### WHAT NEEDS TO BE DONE
Each line below that includes the word "blurred" adds one to the count; give that count and nothing else.

### EXERCISE MATERIAL
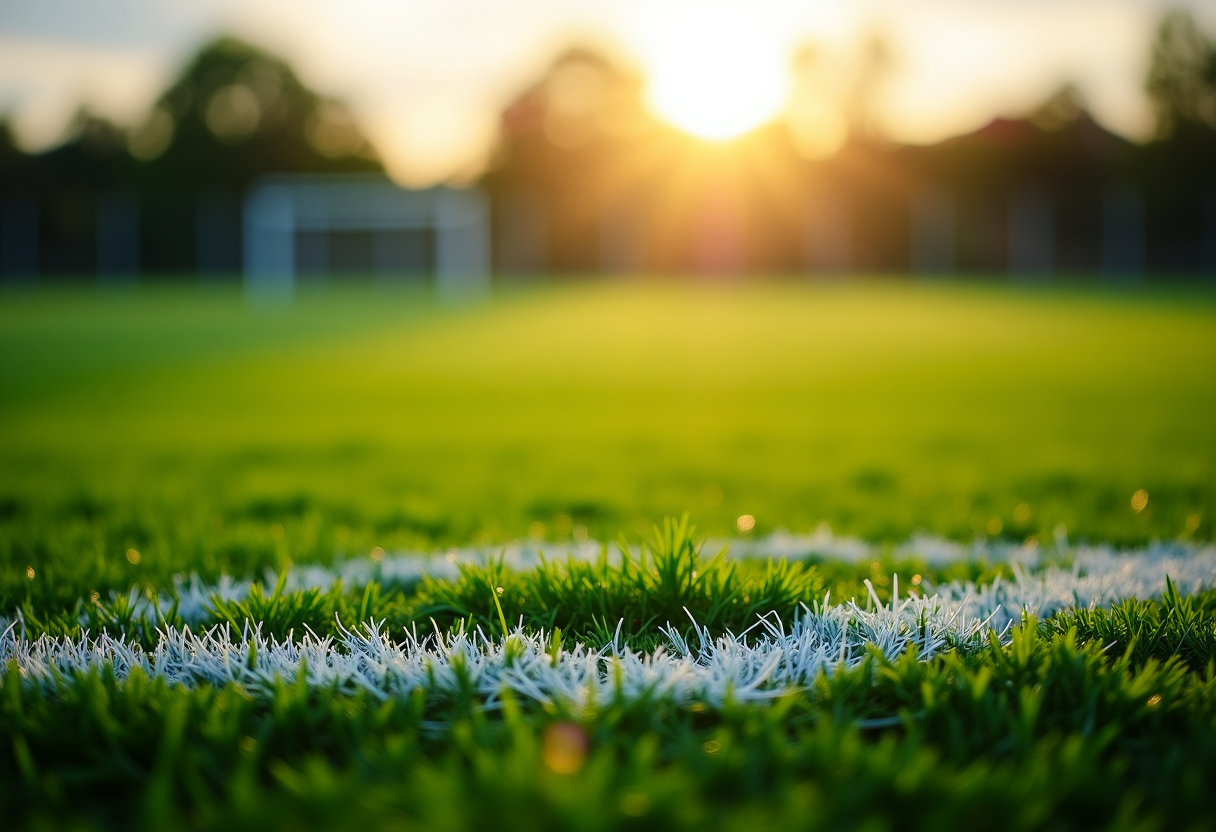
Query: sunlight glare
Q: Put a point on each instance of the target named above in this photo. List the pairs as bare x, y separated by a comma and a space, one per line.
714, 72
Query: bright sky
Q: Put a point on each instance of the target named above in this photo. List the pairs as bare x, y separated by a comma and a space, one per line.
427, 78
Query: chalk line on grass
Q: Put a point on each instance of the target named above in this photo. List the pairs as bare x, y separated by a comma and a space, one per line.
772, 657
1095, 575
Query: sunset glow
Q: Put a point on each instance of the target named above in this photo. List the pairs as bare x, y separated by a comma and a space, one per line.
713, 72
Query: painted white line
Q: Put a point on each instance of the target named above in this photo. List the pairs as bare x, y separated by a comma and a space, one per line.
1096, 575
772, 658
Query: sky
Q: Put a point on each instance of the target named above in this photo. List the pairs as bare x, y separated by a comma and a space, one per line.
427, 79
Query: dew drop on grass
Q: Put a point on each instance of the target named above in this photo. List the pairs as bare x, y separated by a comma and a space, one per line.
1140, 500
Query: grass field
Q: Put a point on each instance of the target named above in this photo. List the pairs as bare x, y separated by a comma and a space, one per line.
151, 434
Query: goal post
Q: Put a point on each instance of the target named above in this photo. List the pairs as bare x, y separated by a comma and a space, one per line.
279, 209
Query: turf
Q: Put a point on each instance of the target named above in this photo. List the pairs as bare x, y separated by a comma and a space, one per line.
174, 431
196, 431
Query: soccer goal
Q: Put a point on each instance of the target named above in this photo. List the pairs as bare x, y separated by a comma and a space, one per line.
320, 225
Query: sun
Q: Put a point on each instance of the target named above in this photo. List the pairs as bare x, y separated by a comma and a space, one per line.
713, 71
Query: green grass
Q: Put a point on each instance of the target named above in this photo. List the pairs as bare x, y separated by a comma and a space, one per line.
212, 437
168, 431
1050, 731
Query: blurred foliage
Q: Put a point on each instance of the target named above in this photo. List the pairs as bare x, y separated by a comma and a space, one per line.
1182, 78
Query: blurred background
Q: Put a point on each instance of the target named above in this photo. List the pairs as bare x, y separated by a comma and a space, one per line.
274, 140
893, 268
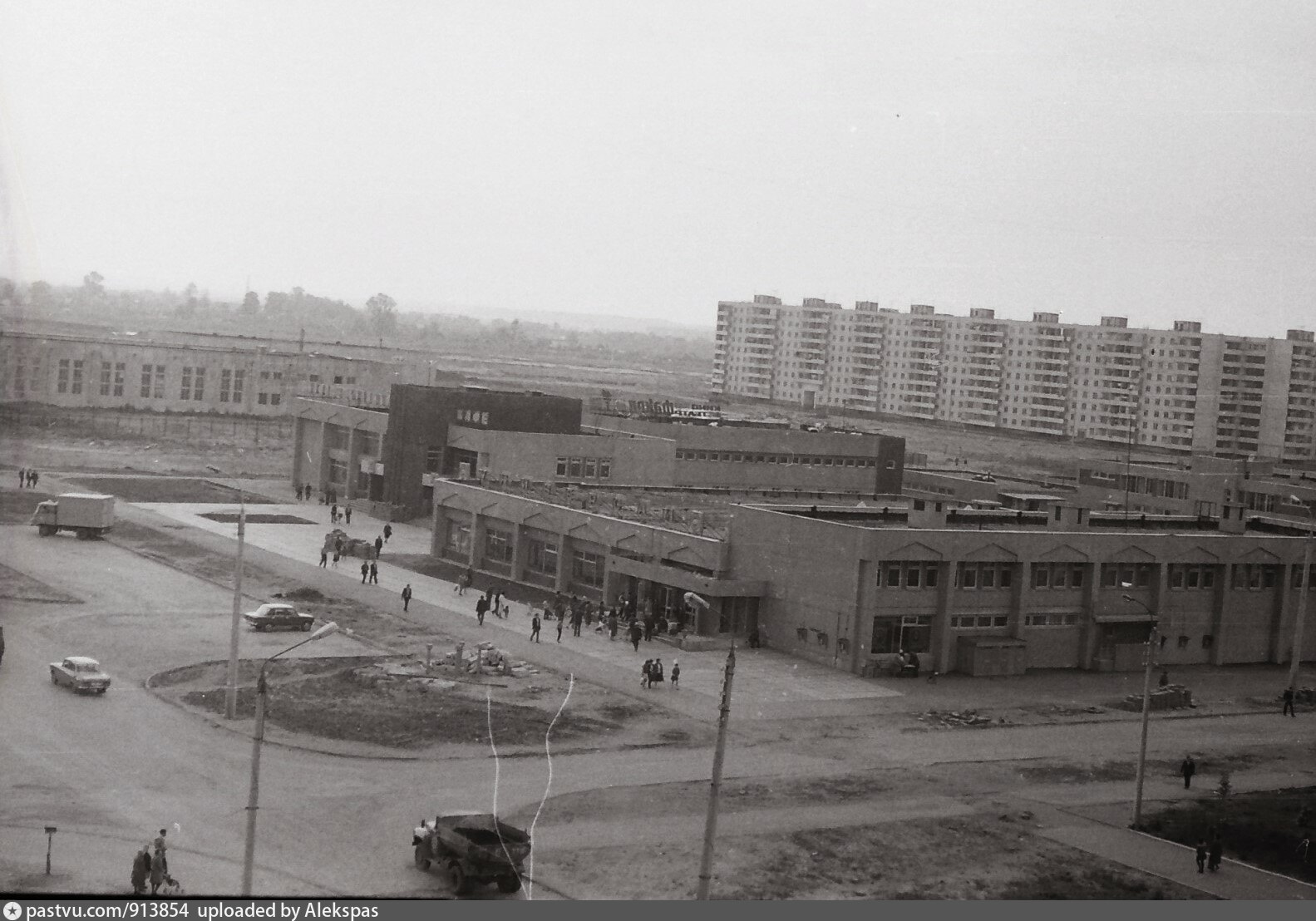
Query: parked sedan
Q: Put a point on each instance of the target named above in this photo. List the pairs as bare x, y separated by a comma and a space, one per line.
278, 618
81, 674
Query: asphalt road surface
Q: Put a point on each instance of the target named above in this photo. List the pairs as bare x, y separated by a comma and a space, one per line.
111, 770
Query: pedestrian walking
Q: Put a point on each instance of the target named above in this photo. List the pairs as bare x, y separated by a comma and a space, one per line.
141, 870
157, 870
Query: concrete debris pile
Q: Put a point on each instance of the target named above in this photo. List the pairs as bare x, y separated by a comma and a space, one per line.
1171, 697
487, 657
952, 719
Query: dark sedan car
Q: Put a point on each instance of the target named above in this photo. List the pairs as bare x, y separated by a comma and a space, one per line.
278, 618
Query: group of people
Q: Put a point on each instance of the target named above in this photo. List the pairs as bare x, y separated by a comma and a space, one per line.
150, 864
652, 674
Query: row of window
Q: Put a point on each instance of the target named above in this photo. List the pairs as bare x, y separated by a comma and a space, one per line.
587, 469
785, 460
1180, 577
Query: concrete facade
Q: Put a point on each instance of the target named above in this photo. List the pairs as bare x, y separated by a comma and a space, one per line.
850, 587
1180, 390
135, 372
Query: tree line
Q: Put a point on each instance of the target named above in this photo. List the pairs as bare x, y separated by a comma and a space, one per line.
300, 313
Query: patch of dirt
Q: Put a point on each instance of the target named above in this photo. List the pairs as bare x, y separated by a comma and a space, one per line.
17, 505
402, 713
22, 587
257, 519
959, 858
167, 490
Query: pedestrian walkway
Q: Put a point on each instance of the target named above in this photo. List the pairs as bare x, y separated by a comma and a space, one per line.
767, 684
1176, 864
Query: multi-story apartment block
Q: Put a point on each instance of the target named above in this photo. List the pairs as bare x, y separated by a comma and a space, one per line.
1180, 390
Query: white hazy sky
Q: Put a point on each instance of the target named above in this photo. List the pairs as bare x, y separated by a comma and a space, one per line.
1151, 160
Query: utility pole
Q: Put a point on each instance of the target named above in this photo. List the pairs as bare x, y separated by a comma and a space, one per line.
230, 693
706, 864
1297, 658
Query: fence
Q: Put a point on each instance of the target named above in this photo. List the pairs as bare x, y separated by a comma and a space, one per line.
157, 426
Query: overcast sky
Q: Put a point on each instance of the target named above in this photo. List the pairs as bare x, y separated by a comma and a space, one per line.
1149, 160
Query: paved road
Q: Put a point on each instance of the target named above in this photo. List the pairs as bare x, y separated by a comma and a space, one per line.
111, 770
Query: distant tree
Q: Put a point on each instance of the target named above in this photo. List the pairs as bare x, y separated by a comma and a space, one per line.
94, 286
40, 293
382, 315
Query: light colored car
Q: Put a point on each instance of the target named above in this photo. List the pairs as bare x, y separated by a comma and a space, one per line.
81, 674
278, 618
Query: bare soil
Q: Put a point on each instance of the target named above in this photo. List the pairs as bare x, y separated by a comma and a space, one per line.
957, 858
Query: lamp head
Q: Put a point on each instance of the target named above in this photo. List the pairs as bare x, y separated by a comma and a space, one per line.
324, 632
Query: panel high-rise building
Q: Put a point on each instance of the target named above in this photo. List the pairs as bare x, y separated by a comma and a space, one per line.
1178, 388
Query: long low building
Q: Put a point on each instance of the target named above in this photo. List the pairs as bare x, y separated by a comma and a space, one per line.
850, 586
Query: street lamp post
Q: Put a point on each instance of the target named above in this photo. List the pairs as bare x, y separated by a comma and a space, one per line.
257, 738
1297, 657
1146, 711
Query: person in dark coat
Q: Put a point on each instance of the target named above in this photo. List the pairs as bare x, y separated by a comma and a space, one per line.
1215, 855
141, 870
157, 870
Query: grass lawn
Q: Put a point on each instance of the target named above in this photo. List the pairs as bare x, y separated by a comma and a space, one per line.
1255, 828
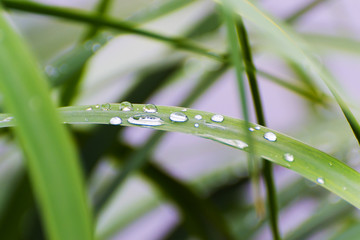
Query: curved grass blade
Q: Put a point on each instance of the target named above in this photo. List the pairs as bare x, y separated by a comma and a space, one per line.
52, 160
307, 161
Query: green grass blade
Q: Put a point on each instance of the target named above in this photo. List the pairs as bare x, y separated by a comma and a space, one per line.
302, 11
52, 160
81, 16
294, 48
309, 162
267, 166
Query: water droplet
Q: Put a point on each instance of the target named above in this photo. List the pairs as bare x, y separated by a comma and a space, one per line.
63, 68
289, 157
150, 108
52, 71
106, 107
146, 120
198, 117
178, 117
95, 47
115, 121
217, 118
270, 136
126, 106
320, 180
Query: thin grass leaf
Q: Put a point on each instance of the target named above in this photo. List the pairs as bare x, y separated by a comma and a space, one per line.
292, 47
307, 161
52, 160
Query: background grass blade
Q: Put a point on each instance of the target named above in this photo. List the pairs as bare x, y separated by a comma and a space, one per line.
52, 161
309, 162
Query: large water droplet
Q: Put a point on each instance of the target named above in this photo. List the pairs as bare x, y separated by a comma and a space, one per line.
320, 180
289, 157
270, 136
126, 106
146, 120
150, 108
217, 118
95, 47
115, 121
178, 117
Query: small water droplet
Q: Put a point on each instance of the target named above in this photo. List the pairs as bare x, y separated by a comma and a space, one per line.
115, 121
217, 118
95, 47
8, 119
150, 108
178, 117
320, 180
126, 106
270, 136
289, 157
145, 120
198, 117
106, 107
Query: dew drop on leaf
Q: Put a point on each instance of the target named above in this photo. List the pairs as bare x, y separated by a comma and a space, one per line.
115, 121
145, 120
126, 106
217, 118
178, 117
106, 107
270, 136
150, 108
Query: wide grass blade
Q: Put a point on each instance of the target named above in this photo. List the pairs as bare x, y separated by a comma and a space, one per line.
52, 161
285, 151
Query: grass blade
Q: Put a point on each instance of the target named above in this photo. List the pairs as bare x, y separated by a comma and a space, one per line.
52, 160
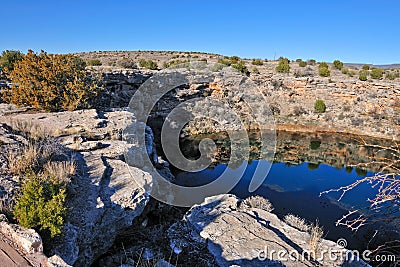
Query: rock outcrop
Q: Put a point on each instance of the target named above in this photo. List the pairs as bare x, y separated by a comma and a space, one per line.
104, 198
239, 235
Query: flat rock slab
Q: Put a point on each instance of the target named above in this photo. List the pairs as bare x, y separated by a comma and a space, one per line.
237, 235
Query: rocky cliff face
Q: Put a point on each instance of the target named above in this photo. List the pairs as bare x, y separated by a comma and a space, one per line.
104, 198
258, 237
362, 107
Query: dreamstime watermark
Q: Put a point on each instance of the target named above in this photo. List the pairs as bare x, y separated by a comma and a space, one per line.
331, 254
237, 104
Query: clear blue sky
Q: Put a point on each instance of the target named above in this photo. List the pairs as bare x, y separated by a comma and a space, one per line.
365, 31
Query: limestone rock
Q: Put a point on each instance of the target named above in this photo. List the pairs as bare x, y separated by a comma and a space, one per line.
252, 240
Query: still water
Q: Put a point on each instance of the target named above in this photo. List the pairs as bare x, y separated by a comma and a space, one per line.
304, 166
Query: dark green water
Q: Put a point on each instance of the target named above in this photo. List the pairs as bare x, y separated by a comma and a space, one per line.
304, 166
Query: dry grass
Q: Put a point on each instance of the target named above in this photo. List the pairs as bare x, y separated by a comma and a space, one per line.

### COMPLETED TASK
2